### [PROBLEM TO SOLVE]
Extract from the entries below, exactly as given, only the lines from the line containing "Can you spot any twig in this picture?" to the line containing "Can you spot any stream", both lines included.

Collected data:
--------------------------------------------------
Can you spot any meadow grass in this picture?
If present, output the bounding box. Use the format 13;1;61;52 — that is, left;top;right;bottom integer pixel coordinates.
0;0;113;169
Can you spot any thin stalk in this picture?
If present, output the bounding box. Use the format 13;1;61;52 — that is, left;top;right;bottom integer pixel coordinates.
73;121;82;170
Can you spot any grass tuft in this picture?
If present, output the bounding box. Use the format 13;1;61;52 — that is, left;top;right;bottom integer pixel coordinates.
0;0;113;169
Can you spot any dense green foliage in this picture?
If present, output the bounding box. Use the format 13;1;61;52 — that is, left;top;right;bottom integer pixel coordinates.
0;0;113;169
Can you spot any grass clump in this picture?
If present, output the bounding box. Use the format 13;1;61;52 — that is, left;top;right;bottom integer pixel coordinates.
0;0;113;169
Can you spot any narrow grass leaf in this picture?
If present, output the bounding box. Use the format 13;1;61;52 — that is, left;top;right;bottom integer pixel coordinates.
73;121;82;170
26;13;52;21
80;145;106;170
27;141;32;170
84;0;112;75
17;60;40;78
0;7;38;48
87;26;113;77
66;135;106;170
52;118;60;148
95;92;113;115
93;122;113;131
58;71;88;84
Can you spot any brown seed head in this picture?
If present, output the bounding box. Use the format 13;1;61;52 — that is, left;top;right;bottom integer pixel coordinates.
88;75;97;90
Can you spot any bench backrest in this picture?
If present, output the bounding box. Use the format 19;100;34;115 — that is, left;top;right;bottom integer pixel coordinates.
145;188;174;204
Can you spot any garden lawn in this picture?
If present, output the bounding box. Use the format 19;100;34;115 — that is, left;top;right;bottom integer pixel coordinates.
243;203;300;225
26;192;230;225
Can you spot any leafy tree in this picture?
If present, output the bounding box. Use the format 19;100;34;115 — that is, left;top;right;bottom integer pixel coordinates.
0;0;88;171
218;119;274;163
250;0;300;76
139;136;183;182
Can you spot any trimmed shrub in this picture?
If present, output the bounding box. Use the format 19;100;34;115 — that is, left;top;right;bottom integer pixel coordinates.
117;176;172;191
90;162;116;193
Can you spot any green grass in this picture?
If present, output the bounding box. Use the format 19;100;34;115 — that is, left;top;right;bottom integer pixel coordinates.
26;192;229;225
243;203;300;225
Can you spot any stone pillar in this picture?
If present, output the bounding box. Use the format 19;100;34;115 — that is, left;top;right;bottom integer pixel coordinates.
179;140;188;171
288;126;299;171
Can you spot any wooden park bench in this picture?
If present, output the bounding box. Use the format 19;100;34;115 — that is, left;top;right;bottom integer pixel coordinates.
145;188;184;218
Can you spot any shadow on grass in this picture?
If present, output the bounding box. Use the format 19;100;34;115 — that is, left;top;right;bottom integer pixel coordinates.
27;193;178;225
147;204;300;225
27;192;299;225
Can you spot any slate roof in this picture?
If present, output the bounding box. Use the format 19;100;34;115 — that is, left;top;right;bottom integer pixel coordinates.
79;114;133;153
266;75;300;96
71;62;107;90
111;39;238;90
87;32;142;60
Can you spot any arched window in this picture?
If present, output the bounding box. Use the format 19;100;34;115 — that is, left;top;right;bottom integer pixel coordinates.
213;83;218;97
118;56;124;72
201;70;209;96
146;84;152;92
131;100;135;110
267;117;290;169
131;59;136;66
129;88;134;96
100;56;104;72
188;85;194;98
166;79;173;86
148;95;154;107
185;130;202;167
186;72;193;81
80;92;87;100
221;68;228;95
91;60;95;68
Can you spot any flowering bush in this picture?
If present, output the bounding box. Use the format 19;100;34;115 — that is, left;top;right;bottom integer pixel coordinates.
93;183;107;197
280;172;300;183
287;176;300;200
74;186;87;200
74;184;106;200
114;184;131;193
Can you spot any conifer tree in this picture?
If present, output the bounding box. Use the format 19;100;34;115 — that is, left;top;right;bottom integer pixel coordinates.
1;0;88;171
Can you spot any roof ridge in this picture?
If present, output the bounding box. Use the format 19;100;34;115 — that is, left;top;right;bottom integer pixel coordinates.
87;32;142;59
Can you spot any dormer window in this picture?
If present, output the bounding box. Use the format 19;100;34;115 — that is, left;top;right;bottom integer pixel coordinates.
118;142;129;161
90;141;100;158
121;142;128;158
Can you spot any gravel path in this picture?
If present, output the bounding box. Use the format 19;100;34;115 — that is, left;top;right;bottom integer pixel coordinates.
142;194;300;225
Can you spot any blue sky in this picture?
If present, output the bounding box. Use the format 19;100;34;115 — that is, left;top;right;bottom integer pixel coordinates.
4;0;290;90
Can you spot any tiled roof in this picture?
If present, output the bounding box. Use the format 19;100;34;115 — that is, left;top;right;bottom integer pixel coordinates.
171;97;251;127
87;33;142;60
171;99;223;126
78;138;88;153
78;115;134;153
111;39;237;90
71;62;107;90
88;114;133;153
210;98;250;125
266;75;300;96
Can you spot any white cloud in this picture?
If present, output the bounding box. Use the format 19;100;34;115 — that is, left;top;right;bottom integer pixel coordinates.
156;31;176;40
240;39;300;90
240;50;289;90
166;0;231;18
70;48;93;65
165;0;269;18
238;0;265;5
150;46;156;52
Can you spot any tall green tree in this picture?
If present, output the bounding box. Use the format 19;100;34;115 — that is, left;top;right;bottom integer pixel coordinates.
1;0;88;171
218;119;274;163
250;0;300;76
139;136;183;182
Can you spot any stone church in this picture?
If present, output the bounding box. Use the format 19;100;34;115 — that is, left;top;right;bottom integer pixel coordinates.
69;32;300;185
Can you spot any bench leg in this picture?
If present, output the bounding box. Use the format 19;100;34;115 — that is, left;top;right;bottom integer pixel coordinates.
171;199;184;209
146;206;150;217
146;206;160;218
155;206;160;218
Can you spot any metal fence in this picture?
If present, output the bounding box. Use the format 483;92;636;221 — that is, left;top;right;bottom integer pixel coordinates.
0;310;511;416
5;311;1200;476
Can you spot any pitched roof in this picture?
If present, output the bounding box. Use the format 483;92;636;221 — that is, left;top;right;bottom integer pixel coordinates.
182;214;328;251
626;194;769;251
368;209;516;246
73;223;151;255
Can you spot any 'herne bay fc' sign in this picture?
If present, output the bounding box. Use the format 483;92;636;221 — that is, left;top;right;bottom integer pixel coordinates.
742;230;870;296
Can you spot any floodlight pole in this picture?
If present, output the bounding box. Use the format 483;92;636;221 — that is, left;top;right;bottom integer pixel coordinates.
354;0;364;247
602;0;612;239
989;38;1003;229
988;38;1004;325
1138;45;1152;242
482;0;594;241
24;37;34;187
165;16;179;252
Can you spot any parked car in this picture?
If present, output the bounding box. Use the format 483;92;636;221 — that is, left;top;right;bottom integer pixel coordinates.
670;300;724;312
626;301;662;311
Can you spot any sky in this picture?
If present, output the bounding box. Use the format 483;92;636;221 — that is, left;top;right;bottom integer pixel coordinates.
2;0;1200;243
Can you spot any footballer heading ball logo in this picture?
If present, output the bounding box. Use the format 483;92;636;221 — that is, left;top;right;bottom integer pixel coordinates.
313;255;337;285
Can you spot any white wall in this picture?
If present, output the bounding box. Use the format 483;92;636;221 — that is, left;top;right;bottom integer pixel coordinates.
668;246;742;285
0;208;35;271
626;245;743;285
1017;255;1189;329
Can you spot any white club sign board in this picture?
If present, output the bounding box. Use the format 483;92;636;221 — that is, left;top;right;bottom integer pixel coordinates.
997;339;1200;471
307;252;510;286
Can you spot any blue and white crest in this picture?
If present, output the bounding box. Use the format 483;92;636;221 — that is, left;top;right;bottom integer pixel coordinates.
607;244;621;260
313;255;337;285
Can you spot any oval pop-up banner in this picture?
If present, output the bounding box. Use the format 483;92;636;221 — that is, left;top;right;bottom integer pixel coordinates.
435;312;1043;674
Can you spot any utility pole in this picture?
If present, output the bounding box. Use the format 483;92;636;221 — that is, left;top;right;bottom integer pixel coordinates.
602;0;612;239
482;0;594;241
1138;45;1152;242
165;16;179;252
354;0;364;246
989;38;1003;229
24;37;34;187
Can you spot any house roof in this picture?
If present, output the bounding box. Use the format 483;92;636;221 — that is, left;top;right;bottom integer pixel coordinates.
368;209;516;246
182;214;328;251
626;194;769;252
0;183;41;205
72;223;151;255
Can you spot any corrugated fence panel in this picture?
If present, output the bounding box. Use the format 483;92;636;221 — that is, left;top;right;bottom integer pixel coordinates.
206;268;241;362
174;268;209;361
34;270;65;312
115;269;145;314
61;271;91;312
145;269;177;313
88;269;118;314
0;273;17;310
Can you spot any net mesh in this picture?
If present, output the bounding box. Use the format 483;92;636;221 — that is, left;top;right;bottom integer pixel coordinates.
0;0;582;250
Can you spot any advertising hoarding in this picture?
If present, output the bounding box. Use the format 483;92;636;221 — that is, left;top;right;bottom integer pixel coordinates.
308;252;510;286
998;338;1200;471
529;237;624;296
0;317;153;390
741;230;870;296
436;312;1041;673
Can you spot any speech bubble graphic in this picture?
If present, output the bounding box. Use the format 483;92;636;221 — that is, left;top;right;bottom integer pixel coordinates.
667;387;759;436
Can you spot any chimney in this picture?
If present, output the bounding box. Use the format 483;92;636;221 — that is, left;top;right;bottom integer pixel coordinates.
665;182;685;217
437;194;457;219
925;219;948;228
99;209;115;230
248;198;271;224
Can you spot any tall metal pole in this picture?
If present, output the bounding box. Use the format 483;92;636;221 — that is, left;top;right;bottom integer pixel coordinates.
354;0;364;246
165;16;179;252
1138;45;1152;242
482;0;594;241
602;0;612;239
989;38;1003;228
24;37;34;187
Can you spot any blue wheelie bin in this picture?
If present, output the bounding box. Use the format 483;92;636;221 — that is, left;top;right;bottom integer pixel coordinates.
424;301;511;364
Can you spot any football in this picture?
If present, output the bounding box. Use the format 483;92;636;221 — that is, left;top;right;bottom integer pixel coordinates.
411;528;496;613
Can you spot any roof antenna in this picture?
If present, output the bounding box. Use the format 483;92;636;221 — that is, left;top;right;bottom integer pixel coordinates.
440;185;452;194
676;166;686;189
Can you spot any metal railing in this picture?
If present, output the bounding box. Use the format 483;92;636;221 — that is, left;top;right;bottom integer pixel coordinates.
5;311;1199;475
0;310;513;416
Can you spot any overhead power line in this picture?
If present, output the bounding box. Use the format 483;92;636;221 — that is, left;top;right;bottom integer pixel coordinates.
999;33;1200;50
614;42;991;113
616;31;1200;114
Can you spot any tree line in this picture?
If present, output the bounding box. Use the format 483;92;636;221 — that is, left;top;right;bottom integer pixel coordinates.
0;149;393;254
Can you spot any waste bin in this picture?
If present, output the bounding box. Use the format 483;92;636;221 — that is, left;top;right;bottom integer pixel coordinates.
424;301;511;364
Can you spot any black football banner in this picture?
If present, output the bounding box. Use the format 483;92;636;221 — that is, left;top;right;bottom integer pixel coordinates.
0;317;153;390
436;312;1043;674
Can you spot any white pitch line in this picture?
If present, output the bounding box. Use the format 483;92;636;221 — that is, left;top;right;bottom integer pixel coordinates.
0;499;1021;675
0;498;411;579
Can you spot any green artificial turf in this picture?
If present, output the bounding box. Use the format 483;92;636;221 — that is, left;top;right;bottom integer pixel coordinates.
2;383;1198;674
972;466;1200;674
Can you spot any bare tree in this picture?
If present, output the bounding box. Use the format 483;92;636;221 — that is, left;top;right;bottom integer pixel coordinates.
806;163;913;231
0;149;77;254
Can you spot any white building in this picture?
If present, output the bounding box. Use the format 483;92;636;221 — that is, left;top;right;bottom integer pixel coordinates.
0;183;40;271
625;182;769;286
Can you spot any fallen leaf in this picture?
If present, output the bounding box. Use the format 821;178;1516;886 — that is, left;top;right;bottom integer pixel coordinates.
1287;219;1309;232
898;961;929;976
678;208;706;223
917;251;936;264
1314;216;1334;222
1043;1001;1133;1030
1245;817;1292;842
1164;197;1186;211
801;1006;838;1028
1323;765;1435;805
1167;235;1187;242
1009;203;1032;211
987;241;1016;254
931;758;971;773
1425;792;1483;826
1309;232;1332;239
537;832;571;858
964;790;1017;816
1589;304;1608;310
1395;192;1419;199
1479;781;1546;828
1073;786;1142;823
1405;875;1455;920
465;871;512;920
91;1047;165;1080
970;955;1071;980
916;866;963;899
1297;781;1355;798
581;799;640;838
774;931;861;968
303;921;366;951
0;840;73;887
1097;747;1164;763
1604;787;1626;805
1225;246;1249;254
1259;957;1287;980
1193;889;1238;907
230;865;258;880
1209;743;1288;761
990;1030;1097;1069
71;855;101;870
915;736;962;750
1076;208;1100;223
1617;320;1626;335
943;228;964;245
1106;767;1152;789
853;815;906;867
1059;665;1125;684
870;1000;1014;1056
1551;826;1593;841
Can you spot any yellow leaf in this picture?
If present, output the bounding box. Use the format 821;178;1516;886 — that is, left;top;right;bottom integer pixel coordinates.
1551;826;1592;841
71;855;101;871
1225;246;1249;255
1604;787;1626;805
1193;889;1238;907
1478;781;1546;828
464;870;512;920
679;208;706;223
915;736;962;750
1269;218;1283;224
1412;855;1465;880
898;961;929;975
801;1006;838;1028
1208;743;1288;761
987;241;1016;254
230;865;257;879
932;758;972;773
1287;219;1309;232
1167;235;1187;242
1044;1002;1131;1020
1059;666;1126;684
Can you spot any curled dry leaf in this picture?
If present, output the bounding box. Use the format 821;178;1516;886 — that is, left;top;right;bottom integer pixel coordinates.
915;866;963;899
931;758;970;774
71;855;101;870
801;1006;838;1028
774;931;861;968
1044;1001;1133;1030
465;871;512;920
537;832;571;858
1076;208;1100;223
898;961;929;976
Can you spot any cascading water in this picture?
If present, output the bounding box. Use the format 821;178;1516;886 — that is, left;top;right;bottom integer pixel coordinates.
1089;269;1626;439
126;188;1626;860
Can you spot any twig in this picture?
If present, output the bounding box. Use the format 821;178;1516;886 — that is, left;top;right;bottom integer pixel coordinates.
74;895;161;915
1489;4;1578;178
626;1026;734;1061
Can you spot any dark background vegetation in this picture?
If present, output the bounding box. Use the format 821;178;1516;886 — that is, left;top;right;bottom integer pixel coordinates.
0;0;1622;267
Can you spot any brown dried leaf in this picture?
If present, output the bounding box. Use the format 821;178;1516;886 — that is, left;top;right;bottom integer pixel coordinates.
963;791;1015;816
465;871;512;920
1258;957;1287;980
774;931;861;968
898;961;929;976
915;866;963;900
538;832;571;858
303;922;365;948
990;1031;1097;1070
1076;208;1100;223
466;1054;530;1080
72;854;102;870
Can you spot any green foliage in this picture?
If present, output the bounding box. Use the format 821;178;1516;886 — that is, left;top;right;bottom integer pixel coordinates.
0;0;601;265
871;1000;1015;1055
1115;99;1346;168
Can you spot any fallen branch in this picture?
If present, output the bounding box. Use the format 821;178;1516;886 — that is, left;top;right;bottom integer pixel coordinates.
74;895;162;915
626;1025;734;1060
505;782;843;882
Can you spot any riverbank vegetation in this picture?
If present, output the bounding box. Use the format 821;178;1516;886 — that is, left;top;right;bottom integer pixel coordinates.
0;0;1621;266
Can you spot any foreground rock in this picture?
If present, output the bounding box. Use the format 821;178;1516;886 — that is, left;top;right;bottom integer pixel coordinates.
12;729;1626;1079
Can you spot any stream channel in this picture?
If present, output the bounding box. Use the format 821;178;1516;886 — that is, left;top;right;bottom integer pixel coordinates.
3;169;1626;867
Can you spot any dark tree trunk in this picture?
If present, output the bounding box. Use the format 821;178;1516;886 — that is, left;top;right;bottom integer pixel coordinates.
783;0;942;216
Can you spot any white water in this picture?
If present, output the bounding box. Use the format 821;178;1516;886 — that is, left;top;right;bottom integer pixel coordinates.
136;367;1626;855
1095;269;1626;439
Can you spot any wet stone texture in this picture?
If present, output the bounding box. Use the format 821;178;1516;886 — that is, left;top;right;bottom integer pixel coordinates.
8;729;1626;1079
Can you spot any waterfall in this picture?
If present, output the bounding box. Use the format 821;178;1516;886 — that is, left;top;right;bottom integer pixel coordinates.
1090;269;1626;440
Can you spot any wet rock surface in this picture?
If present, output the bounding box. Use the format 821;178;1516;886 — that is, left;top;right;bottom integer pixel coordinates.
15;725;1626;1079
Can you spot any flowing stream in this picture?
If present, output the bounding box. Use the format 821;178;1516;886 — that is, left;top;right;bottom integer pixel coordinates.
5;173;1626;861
--------------------------------------------------
### [RESULT FOR THIS EXERCISE]
Can you spot any twig in this picture?
If present, output the bounding box. Use the format 821;178;1516;886 — that is, left;top;right;bottom integer pixel coordinates.
74;895;161;915
1489;4;1578;178
626;1026;734;1061
Can you spot any dark background vegetation in this picture?
If present, output the bounding box. Use the format 821;178;1516;886 — that is, left;top;right;bottom integer pixel coordinates.
0;0;1622;267
Can you spot any brown dried leaf in this picture?
If present, output the bounding box. Use the format 821;178;1516;886 — that is, left;top;right;bottom integer pixel coordinates.
963;791;1015;816
465;871;512;920
1258;957;1287;980
774;931;861;968
898;961;929;976
915;866;963;900
538;832;571;858
303;922;365;948
990;1031;1097;1070
1076;208;1100;223
466;1054;530;1080
72;854;102;870
Can you spot any green foliage in this picture?
If present, output the bounding box. Use the format 821;178;1516;886 — that is, left;top;right;bottom integer pixel coordinates.
0;0;601;265
871;1000;1015;1055
1115;99;1346;168
Can you spot any fallen branch in this picture?
If present, output the bounding box. Use the format 821;178;1516;886 — that is, left;top;right;bottom integer pixel coordinates.
74;895;162;915
626;1025;734;1060
505;782;843;882
Can you spot any riverbank vegetation in this picture?
If present, output the bounding box. Use the format 821;178;1516;886 — that is, left;top;right;bottom integer pixel coordinates.
0;0;1621;266
Can you spot any foreground rock in this picture?
If present, output the bounding box. Use the format 821;178;1516;886 — that is, left;top;right;bottom integer pixel coordinates.
12;729;1626;1079
Can you spot any stream channel in this picture?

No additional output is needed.